▶ LISTED ENTRIES:
────────
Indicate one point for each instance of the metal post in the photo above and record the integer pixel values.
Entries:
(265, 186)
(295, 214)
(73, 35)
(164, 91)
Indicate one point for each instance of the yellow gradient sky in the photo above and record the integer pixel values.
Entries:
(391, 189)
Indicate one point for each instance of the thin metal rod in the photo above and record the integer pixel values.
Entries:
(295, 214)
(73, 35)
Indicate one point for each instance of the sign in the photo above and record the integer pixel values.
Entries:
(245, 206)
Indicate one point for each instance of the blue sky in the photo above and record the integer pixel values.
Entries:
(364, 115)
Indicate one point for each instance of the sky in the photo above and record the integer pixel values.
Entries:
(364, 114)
────────
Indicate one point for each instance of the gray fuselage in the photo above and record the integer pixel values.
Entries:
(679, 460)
────────
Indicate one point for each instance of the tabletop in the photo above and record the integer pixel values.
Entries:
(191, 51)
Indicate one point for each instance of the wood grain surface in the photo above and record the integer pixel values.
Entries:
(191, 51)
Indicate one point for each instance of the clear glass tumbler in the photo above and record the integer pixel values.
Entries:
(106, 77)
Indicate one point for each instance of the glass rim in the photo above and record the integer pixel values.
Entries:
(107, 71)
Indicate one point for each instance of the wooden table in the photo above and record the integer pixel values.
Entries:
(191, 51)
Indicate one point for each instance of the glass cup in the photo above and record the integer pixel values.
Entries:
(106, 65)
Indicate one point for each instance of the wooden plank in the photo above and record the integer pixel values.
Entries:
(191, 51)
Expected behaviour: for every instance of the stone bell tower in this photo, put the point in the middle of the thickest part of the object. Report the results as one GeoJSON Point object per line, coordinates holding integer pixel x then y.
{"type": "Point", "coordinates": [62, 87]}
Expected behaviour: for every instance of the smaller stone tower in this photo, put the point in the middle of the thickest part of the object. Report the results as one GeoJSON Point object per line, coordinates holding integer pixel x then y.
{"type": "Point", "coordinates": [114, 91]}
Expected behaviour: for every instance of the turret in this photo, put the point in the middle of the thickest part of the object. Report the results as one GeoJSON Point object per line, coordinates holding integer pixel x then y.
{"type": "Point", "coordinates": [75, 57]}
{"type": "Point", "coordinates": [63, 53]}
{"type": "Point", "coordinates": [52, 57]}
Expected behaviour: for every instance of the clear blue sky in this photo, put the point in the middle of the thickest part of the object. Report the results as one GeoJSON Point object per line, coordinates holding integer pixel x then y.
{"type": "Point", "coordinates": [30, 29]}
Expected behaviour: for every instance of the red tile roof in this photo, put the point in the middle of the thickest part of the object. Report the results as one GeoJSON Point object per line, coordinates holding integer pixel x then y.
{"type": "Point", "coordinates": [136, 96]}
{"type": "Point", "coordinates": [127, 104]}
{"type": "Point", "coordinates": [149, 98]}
────────
▶ REQUIRED TASK:
Which lines in the entries above contain the word "clear"? Find each one and copy it in full.

▶ SOLUTION:
Indicate one point for each instance of the clear glass tumbler in the photo above and record the integer pixel values.
Expected behaviour: for every instance of the clear blue sky in this photo, put the point in the middle of the thickest part of the object. Report the results as one GeoJSON Point object per line, coordinates holding integer pixel x then y.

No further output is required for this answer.